(Required work)
A - According to the write-up on the "Chet's Shirt" episode below, who directed the episode?
B - Extend the write-up on the "Chet's Shirt" episode below, picking up where it stops.
─── Provided text ───
Larry speaks to Cheryl, who informs him that his dentist, Dr. Bloure, invited them for dinner at his house. Larry tells her to lie about them leaving town that day. While shopping for waiter uniforms, Larry buys Ted his new shirt as a gift. A man walks up to him and introduces himself as Burt, saying he goes to Dr. Bloure, but Larry tells him that he no longer goes to him. Larry and Jeff show go to a meeting regarding Bobo's, and he gives Ted his gift, who notices a rip in the fabric. Larry apologizes, yet refuses to take it back, upsetting Ted, who gives the shirt back. At Jill's party, Larry finds out his character role has been switched, and he refuses to participate, calling Ted an asshole in front of an offended Jill. While playing piñata, Larry is hit by Jill with a bat, breaking his teeth and staining his shirt with blood.

Larry goes to see Dr. Bloure, who asks why he did not go to dinner, and Larry claims he visited his cousin with Cheryl. Dr. Bloure says he spoke to Burt, and he fixes Larry's teeth, giving him enlarged incisors out of spite. Ted comes to apologize for breaking his teeth, and Larry scolds him for having a piñata at the party. Barbara also comes over, and hugs Larry as she sees him wearing Chet's shirt, crying on it. Ted and Larry wrestle over the newer shirt, ripping it in half. Ted throws it into Larry's neighbor's garbage, and is subsequently chased after.

== Production ==
"Chet's Shirt" was written by series creator Larry David, and directed by Robert B. Weide. Guest stars for the episode include Danson and York as fictionalized versions of themselves, and Lou DiMaggio as an investor. The shirt worn by Chet is also worn by the character of Bobby on The Sopranos, another HBO series. When discussing how the series—including "Chet's Shirt"—goes about choosing outfits in an interview with the fashion magazine W, costume designer Leslie Schilling notes that, because of the series' improvised filming, there are only outlines for each scene, and so they are forced to be "on [their] toes" about how outfits will fit into the narrative. Weide was the inspiration for the scene where Ted and Larry argue over the shirt; Weide was admiring one of David's Tommy Bahama shirts, and he was given one by David for his birthday. However, it was stained, and he assumed David would return it for him, but he did not. They added this to the episode, but changed the red dot to a tear after realizing Seinfeld already had an episode about a stain on a sweater.

The photo of Chet in the shirt is actually of series producer Tim Gibbons. The character of Burt Bondy was named after someone David knew in college. For inspiration for the restaurant storyline, David used his interest in how waiters' uniforms are chosen. He wanted to "be in on the decision-making" aspect of the uniforms, and so incorporated the plot into the season. The episode contains several references to Seinfeld. The name of the restaurant is Bobo's, a name David used for a restaurant in Seinfeld. Chris Barnes, who portrays Burt in the episode, played Richie Appel on the series.
─── Material supplied ───
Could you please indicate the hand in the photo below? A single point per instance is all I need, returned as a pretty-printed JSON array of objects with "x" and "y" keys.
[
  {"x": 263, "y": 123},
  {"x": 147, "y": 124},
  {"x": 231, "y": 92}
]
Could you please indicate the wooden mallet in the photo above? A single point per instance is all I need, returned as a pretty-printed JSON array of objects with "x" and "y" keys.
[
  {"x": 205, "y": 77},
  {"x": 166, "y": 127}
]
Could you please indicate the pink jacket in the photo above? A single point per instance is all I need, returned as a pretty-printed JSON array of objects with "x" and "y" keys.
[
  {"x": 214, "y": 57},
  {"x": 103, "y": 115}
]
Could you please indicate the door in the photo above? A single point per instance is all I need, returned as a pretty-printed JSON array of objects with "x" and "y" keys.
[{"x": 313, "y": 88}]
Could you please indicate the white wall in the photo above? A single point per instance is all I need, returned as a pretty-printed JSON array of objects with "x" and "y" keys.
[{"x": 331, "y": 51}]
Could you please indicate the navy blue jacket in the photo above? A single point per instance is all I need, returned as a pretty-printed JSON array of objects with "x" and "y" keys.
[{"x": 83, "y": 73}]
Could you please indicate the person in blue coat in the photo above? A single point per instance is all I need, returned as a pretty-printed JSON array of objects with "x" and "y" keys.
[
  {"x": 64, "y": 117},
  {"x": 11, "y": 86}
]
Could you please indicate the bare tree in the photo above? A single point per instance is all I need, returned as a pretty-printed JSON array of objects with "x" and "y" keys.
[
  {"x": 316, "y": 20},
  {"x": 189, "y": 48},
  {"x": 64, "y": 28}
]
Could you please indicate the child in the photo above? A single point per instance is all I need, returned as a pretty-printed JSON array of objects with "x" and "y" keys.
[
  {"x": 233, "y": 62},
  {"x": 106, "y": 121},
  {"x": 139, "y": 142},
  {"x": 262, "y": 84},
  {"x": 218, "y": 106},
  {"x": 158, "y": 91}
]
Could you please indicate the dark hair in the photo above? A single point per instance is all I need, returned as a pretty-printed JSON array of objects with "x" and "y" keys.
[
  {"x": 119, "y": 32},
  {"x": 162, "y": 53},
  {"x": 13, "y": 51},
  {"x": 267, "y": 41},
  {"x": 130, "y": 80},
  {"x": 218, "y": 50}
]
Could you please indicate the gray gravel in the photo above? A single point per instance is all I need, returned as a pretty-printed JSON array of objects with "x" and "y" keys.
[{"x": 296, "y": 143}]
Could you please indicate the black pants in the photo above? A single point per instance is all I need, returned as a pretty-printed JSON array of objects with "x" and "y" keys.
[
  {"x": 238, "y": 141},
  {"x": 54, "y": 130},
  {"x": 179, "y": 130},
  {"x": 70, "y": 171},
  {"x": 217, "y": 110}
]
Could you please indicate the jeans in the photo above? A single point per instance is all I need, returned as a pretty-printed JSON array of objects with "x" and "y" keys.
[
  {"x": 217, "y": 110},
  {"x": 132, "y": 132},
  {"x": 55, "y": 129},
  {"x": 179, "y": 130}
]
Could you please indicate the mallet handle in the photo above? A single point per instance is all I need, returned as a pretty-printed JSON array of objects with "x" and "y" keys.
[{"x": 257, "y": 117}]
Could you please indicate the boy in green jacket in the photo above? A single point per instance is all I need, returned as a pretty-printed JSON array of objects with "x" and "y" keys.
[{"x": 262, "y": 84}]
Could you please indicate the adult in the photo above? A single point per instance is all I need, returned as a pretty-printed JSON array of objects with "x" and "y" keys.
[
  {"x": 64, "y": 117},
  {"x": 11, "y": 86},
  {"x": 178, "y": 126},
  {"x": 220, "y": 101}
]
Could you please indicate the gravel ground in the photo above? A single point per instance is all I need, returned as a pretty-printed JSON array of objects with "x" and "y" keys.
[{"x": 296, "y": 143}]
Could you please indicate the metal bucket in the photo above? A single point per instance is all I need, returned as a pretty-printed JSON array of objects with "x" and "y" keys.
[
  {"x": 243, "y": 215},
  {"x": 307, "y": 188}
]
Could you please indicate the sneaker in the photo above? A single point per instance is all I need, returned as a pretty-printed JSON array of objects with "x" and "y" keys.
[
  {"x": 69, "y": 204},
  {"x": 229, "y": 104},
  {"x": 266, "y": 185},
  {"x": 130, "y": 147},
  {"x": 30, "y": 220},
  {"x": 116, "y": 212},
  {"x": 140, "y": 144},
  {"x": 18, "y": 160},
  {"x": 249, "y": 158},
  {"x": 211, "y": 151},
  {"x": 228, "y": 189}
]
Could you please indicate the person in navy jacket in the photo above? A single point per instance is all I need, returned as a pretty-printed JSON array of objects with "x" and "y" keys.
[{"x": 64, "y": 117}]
───
(Written responses)
A - Robert B. Weide

B -
== Analysis ==
Analyzing Larry's character in his book The Palgrave Handbook of Popular Culture as Philosophy, author David Kyle Johnson cites the episode in his case that Larry's personality is vastly different from a normal person's. Where someone with a basic understanding of grief would keep something as minimal as a shirt worn by a deceased person to themselves, Larry repeatedly brings it up to Chet's mourning wife, showing no real sympathy whatsoever. Carina Chocano of Salon credited the show for finding comedy in the incongruous premise of real-life celebrities David, Danson, and York investing in a restaurant together. The episode continues the theme of clothing, one which is often presented throughout the series; Leonard J. Greenspoon found this to be another similarity the episode had with Seinfeld, as episodes of that series would also address clothing trends rather commonly. Debby Wolfinsohn of Entertainment Weekly felt the episode's use of comedic props—such as the shirt—was symbolic of how Larry continually alienates his friends with every decision he makes, inappropriately concerning himself with a piece of clothing and not his friend's dead husband. Critic Austin Smith of New York Post likened the dentist storyline to the Seinfeld episode "The Yada Yada", in which Jerry similarly gets into an argument with his orthodontist.

== Release and reception ==
"Chet's Shirt" first aired on HBO on September 15, 2002. In the United States, the episode was watched by 5.53 million viewers during its original broadcast. It received a 3.5% share among adults between the ages of 18 and 49, meaning that it was seen by 3.5% of all households in that demographic. Overall, it was the second highest-rated broadcast on pay cable that night, behind The Sopranos, but above Six Feet Under. It was first released on home video in the United States on January 18, 2005, in the Complete Third Season DVD box set.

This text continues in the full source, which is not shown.